10.12.2012 Arbeits- und Sozialrecht

OGH: Invaliditätspension – zur Frage, ob die im Rahmen einer AMFG-Maßnahme erworbenen Beitragszeiten als qualifizierte Beschäftigung iSd § 255 Abs 1 und 2 ASVG zu qualifizieren sind, wenn der Versicherte während dieses Zeitraums eine Tätigkeit in seinem bereits zuvor erlernten Beruf ausgeübt hat

Schulungszeiten nach dem AMFG sind (zwar) Beitragsmonate der Pflichtversicherung nach dem ASVG, jedoch nicht Zeiten einer qualifizierten Beschäftigung iSd § 255 Abs 1 und 2 ASVG


Schlagworte: Pensionsversicherung, Invaliditätspension, Umschulung im Rahmen des AMFG keine qualifizierte Beschäftigung
Gesetze:

§ 255 ASVG, § 254 ASVG, AMFG

GZ 10 ObS 105/12g, 02.10.2012

 

OGH: Invalidität iSd § 255 Abs 1 ASVG liegt dann vor, wenn ein Versicherter überwiegend in erlernten (angelernten) Berufen tätig war und seine Arbeitsfähigkeit infolge seines körperlichen oder geistigen Zustands auf weniger als die Hälfte derjenigen eines körperlich und geistig gesunden Versicherten von ähnlicher Ausbildung und gleichwertigen Kenntnissen und Fähigkeiten in jedem dieser Berufe herabgesunken ist. Als überwiegend iSd Abs 1 gelten solche erlernten (angelernten) Berufstätigkeiten, wenn sie in mehr als der Hälfte der Beitragsmonate nach dem ASVG während der letzten 15 Jahre vor dem Stichtag ausgeübt wurden (§ 255 Abs 2 Satz 2 ASVG in der hier noch anzuwendenden Fassung vor dem Inkrafttreten des BudgetbegleitG 2011, BGBl I 2010/111).

__Gespeicherte Einträge__
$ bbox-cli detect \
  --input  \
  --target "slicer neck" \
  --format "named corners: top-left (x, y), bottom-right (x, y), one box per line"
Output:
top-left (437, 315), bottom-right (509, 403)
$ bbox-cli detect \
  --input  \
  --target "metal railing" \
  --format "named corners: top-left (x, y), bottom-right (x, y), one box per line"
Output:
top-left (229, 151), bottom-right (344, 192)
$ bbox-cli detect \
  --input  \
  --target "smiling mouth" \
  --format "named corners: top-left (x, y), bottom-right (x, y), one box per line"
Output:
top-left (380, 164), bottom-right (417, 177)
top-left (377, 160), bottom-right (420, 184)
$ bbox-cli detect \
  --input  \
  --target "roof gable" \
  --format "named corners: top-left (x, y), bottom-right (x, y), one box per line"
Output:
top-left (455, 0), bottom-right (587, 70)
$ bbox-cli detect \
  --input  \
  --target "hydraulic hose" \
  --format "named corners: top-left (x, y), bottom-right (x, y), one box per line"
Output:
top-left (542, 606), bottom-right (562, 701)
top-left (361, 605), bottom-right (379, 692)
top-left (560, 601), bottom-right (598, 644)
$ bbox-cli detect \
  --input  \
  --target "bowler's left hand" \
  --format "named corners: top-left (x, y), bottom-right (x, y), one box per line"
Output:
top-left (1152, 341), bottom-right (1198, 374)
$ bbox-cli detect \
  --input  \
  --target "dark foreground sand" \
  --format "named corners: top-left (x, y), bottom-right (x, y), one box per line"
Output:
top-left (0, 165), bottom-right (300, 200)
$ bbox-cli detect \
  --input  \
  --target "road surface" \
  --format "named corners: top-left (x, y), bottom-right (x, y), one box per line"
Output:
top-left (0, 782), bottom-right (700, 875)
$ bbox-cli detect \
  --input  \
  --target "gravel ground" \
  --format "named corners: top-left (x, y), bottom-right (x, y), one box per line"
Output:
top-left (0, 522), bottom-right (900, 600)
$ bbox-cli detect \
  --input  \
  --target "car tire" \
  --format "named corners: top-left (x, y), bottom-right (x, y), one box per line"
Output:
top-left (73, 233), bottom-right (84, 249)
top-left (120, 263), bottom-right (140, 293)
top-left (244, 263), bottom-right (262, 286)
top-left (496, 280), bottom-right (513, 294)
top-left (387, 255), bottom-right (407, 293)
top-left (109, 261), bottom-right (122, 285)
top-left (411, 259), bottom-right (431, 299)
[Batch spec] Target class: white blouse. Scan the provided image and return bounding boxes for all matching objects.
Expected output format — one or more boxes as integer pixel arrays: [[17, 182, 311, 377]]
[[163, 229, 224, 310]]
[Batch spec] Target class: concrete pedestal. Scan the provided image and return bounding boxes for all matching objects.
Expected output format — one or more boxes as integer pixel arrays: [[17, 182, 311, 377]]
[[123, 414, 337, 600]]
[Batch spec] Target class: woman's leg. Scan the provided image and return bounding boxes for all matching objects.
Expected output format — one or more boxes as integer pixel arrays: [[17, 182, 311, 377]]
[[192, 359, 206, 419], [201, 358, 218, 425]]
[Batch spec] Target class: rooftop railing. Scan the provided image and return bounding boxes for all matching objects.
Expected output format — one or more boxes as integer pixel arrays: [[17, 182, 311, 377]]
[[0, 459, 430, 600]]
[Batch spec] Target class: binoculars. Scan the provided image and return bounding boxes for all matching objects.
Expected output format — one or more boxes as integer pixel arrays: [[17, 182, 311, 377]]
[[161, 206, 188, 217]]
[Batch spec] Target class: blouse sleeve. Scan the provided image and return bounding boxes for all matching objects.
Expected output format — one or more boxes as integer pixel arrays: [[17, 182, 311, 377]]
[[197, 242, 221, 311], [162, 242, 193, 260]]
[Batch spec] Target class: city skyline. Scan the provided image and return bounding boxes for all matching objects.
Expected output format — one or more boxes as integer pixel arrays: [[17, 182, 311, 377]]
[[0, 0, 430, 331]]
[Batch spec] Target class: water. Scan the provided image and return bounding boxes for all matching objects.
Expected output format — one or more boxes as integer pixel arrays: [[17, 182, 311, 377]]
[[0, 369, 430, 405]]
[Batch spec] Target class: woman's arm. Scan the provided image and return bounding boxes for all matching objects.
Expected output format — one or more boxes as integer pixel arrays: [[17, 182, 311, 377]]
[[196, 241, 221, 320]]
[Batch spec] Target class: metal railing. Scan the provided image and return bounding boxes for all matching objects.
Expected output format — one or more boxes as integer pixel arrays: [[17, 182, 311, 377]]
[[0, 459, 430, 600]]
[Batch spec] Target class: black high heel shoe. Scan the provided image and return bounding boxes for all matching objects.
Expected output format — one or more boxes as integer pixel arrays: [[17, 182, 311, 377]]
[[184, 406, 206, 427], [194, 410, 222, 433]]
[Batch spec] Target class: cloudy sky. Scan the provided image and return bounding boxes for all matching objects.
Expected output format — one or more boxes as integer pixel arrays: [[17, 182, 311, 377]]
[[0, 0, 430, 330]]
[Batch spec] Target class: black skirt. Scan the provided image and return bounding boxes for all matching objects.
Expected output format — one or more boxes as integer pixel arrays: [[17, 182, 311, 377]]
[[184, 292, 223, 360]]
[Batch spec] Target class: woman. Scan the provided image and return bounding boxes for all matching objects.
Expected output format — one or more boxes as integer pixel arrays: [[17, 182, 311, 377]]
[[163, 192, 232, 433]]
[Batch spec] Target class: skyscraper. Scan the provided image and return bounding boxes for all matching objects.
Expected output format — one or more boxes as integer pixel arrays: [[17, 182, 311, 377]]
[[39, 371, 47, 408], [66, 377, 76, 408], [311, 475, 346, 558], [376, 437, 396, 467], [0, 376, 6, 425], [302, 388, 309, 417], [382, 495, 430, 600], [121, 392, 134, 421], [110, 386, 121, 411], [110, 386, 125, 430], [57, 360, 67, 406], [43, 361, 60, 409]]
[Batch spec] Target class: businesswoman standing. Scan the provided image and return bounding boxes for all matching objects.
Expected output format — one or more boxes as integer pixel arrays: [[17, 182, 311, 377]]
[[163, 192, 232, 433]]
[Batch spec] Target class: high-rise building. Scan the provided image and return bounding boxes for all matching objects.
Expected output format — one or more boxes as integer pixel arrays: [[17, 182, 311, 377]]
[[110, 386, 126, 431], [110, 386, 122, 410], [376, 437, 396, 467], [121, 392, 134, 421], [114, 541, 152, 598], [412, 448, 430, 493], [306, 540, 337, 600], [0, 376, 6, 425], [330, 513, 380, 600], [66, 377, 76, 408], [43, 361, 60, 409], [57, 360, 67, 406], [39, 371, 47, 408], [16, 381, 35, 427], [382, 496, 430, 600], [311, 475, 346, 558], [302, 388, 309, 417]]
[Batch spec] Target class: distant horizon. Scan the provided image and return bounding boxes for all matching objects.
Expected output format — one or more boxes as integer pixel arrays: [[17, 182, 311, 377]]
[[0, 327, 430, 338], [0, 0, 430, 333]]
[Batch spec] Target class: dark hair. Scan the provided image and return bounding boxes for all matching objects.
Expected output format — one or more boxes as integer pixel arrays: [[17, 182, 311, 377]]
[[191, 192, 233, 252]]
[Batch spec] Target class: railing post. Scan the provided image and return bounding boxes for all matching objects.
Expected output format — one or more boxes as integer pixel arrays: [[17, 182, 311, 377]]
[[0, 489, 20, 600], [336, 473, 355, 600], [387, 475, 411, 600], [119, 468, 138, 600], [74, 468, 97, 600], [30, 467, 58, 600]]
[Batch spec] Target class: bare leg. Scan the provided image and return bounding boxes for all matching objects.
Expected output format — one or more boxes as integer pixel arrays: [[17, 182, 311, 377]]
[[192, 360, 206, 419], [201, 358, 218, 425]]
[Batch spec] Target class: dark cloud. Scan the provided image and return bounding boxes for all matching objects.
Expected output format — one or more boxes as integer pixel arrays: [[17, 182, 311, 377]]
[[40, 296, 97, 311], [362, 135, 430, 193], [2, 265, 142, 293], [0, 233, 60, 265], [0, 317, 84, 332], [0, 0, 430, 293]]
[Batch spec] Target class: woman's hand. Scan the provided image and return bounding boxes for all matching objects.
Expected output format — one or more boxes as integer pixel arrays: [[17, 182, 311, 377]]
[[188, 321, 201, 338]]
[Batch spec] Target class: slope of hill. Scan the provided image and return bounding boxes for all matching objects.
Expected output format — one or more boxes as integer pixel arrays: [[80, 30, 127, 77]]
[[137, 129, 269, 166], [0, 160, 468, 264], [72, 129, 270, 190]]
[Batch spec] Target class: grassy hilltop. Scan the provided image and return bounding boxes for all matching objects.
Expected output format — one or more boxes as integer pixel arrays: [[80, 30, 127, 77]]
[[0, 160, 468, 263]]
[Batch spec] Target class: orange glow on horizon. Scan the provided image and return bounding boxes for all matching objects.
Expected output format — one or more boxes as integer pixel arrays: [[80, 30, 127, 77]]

__Aufgaben__
#1 Welcher Zeitraum vor dem Stichtag ist laut dem Textauszug maßgeblich, um zu beurteilen, ob erlernte Berufstätigkeiten überwiegend ausgeübt wurden?
#2 Nennen Sie alle Gesetzesangaben, die im Textauszug unter „Gesetze:“ aufgeführt sind.
#3 Prüfen Sie anhand des Textauszugs, ob die folgenden Aussagen zutreffen: (a) Schulungszeiten nach dem AMFG sind Beitragsmonate der Pflichtversicherung nach dem ASVG. (b) Schulungszeiten nach dem AMFG gelten als Zeiten einer qualifizierten Beschäftigung iSd § 255 Abs 1 und 2 ASVG. (c) Invalidität liegt vor, wenn die Arbeitsfähigkeit auf weniger als ein Drittel derjenigen eines gesunden Versicherten gesunken ist.
Die Einträge werden für die Bearbeitung nicht benötigt.

__Erwartete Lösungen__
#1 Maßgeblich sind die letzten 15 Jahre vor dem Stichtag.

#2 § 255 ASVG, § 254 ASVG, AMFG

#3
(a) Ja: „Schulungszeiten nach dem AMFG sind (zwar) Beitragsmonate der Pflichtversicherung nach dem ASVG“
(b) Nein: „jedoch nicht Zeiten einer qualifizierten Beschäftigung iSd § 255 Abs 1 und 2 ASVG“
(c) Nein: „auf weniger als die Hälfte derjenigen eines körperlich und geistig gesunden Versicherten“